- _THE DATA_
+++
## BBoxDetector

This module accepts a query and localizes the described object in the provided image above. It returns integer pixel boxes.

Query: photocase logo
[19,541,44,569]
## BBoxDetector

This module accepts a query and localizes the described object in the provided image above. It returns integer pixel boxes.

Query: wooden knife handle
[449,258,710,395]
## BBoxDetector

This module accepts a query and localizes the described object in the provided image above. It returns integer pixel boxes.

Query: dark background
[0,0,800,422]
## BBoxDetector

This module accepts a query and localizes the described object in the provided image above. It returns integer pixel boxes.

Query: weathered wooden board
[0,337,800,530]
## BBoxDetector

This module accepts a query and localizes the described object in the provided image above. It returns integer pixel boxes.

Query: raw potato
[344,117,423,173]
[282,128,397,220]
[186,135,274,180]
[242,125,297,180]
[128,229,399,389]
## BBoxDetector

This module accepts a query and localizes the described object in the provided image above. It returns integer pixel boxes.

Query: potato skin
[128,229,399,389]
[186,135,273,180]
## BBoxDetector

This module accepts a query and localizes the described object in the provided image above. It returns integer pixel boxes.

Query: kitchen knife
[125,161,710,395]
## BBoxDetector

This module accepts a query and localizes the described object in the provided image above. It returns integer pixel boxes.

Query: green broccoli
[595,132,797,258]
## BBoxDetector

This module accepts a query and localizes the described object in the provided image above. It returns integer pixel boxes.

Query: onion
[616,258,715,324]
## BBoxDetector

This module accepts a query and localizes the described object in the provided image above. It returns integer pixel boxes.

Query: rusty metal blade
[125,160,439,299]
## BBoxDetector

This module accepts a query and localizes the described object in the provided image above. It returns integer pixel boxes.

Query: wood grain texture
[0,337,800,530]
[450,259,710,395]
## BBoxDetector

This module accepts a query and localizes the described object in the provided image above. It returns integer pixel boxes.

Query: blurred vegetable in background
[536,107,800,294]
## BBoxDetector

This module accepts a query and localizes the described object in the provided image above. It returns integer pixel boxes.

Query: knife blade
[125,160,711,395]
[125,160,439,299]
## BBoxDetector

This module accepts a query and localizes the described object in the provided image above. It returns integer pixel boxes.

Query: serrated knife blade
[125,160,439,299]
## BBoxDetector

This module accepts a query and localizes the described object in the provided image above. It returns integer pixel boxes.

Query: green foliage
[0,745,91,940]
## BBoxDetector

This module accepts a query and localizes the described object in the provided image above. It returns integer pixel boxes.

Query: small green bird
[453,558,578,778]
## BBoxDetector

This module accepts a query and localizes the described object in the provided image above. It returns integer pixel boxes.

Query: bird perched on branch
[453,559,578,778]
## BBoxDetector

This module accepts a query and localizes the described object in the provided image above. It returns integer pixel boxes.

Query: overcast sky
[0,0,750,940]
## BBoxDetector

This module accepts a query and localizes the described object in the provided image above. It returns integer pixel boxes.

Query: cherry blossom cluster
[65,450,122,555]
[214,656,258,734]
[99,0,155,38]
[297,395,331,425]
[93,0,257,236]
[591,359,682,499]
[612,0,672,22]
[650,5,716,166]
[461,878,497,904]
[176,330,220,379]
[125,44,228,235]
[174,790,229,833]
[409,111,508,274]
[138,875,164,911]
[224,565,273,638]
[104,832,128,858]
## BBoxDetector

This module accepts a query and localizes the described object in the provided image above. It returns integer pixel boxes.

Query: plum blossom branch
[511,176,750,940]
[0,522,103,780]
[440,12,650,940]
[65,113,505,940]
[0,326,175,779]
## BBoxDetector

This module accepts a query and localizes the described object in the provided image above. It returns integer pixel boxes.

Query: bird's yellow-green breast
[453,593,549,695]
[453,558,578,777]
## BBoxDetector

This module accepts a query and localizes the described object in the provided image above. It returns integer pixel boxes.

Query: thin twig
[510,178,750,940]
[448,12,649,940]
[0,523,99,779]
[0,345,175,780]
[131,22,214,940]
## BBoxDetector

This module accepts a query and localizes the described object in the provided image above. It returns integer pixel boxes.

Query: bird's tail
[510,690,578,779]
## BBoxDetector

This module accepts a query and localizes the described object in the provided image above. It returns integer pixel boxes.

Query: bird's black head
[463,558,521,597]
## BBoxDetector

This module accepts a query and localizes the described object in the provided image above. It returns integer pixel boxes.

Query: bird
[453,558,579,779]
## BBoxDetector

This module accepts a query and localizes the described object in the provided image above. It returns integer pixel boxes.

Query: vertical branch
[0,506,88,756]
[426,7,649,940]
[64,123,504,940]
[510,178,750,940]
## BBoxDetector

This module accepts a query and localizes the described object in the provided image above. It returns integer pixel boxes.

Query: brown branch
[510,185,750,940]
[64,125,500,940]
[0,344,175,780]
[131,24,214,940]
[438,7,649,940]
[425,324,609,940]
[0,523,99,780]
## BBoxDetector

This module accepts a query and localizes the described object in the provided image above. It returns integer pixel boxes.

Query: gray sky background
+++
- _SHORT EXERCISE_
Reproduce every row above verbatim, in its original order.

- _RESULT_
## BBoxDetector

This module accepts a query and localizes the described object in the provided image above. It returns integer pixel boxes.

Query: photocase logo
[19,541,44,569]
## BBoxDetector

This module accepts a query and localizes the described object in the provided image above. It returns integer pixel boxes.

Query: wooden knife handle
[449,258,710,395]
## BBoxDetector

This module accepts a query and localizes the described object in the provided image above. It returns integer pixel boxes.

Query: dark background
[0,0,800,422]
## BBoxDetector

This module accepts a query and localizes the described object in the provided image above. It returns integer pixel boxes.

Query: weathered wooden board
[0,337,800,530]
## BBoxDetector

This module accepts a query and localizes the described object in the provided image above. It returns integer pixel boxes.

Query: raw potato
[344,117,423,173]
[282,128,397,220]
[186,135,274,180]
[242,125,297,180]
[128,229,399,389]
## BBoxDetector

This module accepts a query and localizes the described object in the provided image above. It returns integer pixel boxes.

Query: potato skin
[128,229,399,389]
[186,135,273,180]
## BBoxDetector

This module accepts a query and localizes the described object in the provided image above. It returns integer pixel boxes.

Query: kitchen knife
[125,161,710,395]
## BBoxDetector

This module accepts a query and localizes the described object in the provided image above. It returns integer pixel boxes.

Query: green broccoli
[595,132,797,258]
## BBoxDetector

This module accepts a query and localizes the described object in the provided image above. It returns integer pixel boxes.

Query: onion
[616,258,715,324]
## BBoxDetector

This module accepts a query and localizes the described object in the provided image above. It returns integer pixel boxes.

Query: rusty metal blade
[125,160,439,299]
## BBoxDetector

This module accepts a query and localizes the described object in the provided image above. It returns integer pixel boxes.

Query: wood grain texture
[0,337,800,530]
[450,259,710,395]
## BBoxDetector

This module accepts a query and localizes the described object in the provided image above. It returns integer pixel boxes.

Query: blurred vegetable in background
[536,107,800,294]
## BBoxDetector

This module accepts a query and localizes the described object in the provided image above. It returns integer pixel boxes.

Query: knife blade
[125,160,711,395]
[125,160,439,299]
## BBoxDetector

This module accepts a query and localizes the described object in the provided image above. It returns integer pixel boxes.

Query: serrated knife blade
[125,160,439,299]
## BBoxDetector

This module accepts a query and localizes the described object in the provided image above. It returns integer pixel boxes.

Query: green foliage
[0,745,91,940]
## BBoxDetector

This module accepts a query and localizes the described object in the provided image above. It returns integer pixel boxes.

Query: small green bird
[453,558,578,778]
## BBoxDetector

This module accepts a query and localizes the described object in the provided image above. It returns integer pixel boxes.

Query: bird perched on branch
[453,559,578,778]
## BBoxDetector

This module accepts a query and localizes the described object in the provided image above. It returns integer pixel boxes.

Query: overcast sky
[0,0,750,940]
## BBoxDetector

This module accepts a query and localizes the described object in the provided image above. It returns integer pixel boxes.

Query: cherry blossom cluster
[65,450,122,555]
[214,656,258,734]
[99,0,155,38]
[297,395,331,425]
[93,0,257,236]
[591,359,682,499]
[612,0,672,22]
[650,5,716,166]
[461,878,497,904]
[176,330,220,379]
[125,44,228,235]
[174,790,229,833]
[409,111,508,274]
[138,875,164,911]
[224,565,273,638]
[104,832,128,858]
## BBoxDetector

This module accepts a query and localizes the described object in the provided image above. It returns integer pixel boxes.

Query: plum blossom branch
[511,176,750,940]
[0,522,103,780]
[440,12,650,940]
[65,113,505,940]
[0,326,175,779]
## BBoxDetector

This module accepts a query and localizes the described object in the provided image above. It returns integer pixel boxes.

Query: bird's yellow-green breast
[453,593,549,695]
[453,558,578,777]
## BBoxDetector

This module accepts a query and localizes the described object in the provided image above. It returns integer pixel boxes.

Query: thin twig
[510,178,750,940]
[448,12,649,940]
[0,523,99,779]
[0,345,175,780]
[131,22,214,940]
## BBoxDetector

This module accepts a query and localizes the described object in the provided image above. It returns integer pixel boxes.

Query: bird's tail
[510,690,578,779]
## BBoxDetector

This module accepts a query and localizes the described object in the provided image above. It returns integer pixel boxes.

Query: bird's black head
[463,558,521,597]
## BBoxDetector

This module accepts a query and localizes the described object in the provided image above. It returns integer pixel boxes.

Query: bird
[453,558,579,779]
## BBoxDetector

This module accepts a query and localizes the described object in the provided image above. It returns integer pixel boxes.

Query: vertical branch
[0,506,88,756]
[426,7,649,940]
[64,123,504,940]
[510,178,750,940]
## BBoxDetector

This module accepts a query and localizes the described object in the provided image above. It returns integer pixel boxes.

Query: brown branch
[510,185,750,940]
[64,125,500,940]
[0,344,175,780]
[131,24,214,940]
[438,7,649,940]
[425,324,609,940]
[0,523,99,780]
## BBoxDetector

This module accepts a query and localizes the described object in the provided image above. It returns integer pixel boxes.

Query: gray sky background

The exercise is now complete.